PROBLEM DESCRIPTION
Transcribe all of the material below word for word, omitting the pictures.

MATERIAL SUPPLIED

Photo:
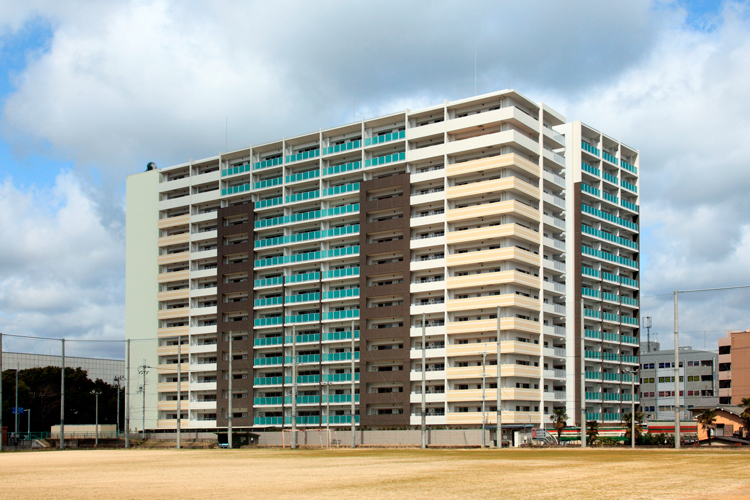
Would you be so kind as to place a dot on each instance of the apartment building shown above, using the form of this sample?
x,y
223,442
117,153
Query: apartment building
x,y
325,256
734,368
698,379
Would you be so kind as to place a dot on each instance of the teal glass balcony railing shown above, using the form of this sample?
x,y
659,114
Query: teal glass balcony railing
x,y
588,168
271,202
307,195
629,320
303,176
302,297
348,314
269,282
340,148
609,157
304,216
627,204
588,147
276,181
346,167
301,278
341,294
609,237
346,188
242,188
264,341
236,170
589,292
276,360
629,186
301,339
305,155
610,178
272,301
270,321
593,334
340,335
268,163
627,166
267,401
611,218
608,256
340,377
380,139
341,273
587,271
303,318
590,190
307,256
340,356
382,160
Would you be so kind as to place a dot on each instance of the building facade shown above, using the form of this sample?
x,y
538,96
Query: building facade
x,y
734,368
326,256
698,379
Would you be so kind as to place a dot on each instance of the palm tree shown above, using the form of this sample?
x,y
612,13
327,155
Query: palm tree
x,y
627,418
592,430
560,419
707,420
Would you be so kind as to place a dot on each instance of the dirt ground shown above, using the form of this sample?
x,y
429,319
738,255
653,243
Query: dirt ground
x,y
375,474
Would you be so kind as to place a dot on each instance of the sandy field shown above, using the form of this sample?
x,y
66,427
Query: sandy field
x,y
375,474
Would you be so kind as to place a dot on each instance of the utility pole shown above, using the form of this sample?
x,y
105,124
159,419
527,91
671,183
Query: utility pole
x,y
96,426
62,398
1,390
647,324
583,377
484,425
294,387
424,385
179,392
354,410
118,379
499,430
231,393
143,370
127,393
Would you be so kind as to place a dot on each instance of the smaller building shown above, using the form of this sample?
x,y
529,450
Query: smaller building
x,y
698,381
734,367
730,428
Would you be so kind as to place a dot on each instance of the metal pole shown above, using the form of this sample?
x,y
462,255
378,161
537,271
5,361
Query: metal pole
x,y
231,391
179,391
499,430
62,399
1,391
424,386
354,409
583,377
127,393
294,387
484,426
676,378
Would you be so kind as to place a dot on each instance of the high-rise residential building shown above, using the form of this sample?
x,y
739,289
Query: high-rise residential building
x,y
734,368
437,220
698,381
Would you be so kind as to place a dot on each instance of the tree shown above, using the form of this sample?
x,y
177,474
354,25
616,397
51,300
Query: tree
x,y
592,430
627,418
707,420
560,419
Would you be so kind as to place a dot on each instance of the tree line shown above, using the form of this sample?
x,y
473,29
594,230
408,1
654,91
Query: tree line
x,y
39,390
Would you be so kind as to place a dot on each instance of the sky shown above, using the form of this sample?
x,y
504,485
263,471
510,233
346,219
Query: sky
x,y
92,91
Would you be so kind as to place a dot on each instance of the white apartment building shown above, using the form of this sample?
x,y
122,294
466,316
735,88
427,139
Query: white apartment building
x,y
455,213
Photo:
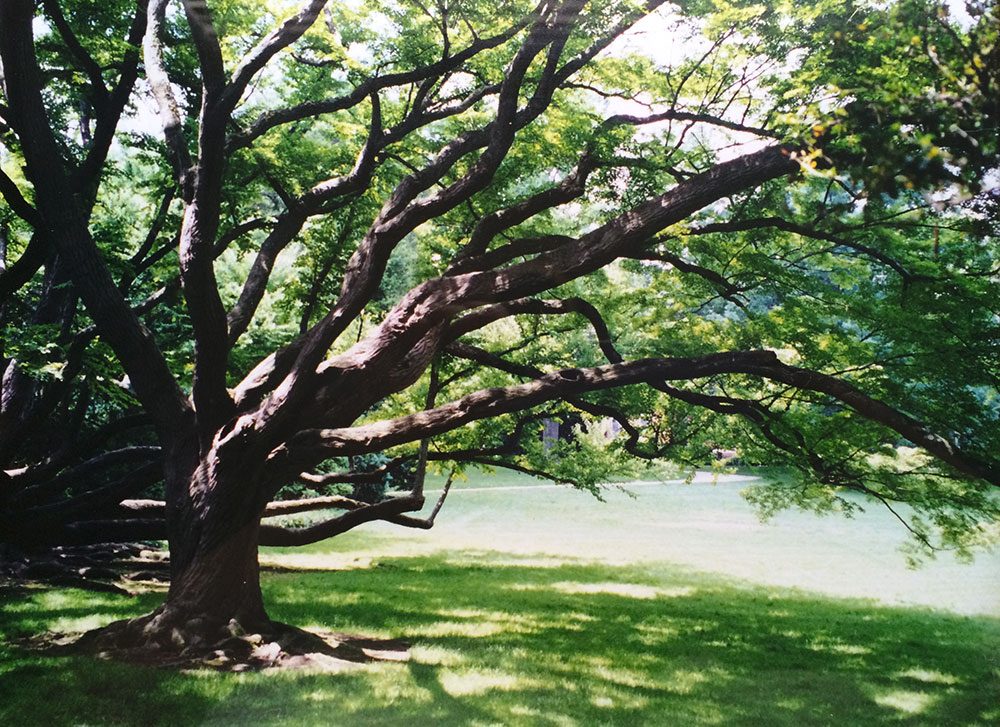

RESPONSE BELOW
Photo:
Would you be so kind as to place a dot on each instance of the apartment building shown above, using the form of this sample?
x,y
223,442
117,153
Query: apartment building
x,y
325,256
734,368
698,379
Would you be so kind as to place a dot on each instance of the teal glass balcony railing shown above, using the form of this sample?
x,y
659,114
Query: teal glass balcony railing
x,y
588,168
271,202
307,195
629,320
303,176
302,297
348,314
269,282
340,148
609,157
304,216
627,204
588,147
276,181
346,167
301,278
341,294
609,237
346,188
242,188
264,341
236,170
589,292
276,360
629,186
301,339
305,155
610,178
272,301
270,321
593,334
340,335
268,163
627,166
267,401
611,218
608,256
340,377
380,139
341,273
587,271
303,318
590,190
307,256
340,356
382,160
Would you be so kind as to place a dot on each instance of the building facade shown above, using the form of this sample?
x,y
538,96
Query: building facade
x,y
734,368
326,256
698,379
Would you be so kind as to place a dot on each instance of the palm tree shown above, using the form of this sample?
x,y
612,13
327,155
Query: palm tree
x,y
627,418
592,430
560,419
707,420
Would you be so kind as to place a dot on each instance of the dirt ground shown above, using the form of this sample?
x,y
429,319
738,255
653,243
Query: dirt ground
x,y
375,474
Would you be so kind as to place a dot on each instance of the sandy field shown above, using the form of this sample?
x,y
66,427
Query: sandy field
x,y
375,474
Would you be so kind as to place a dot on each instance of the utility pole shown above, using the form of this sample?
x,y
105,124
159,419
527,91
671,183
Query: utility pole
x,y
96,426
62,398
1,390
647,324
583,377
484,425
294,387
424,385
179,392
354,410
118,379
499,430
231,393
143,370
127,393
Would you be so kind as to place a dot on each instance of the smaller building shown above, using the form of this sample?
x,y
529,450
Query: smaller building
x,y
698,381
734,367
730,428
Would you be so kind as to place a dot on each instance of the metal pole shown above, using the form of this sample?
x,y
462,255
378,161
537,271
5,361
Query: metal pole
x,y
231,391
179,391
499,430
62,399
1,391
424,386
354,409
583,377
127,393
294,387
484,426
676,378
Would you be so kind as to place a dot on each instance of the high-rise residential building shown above, using the form of this sample?
x,y
739,289
Query: high-rise residential building
x,y
734,368
437,220
698,381
Would you be so kind as to place a dot on each instance of the tree shown above, using the form of this sample?
x,y
177,474
354,25
616,397
51,300
Query: tree
x,y
592,430
627,418
707,420
560,419
Would you be so kind as to place a dot on each instance of the tree line shown above, using the form of this sample?
x,y
473,29
594,230
408,1
654,91
Query: tree line
x,y
39,390
Would you be so kind as to place a dot on each instance of the sky shown above, using the form of this sample?
x,y
504,485
263,471
510,233
346,219
Query: sky
x,y
92,91
Would you be so kind as to place a dot on each instance of the white apartment building shown above, using the form of this sample?
x,y
122,294
466,316
735,88
427,139
Query: white apartment building
x,y
455,213
Photo:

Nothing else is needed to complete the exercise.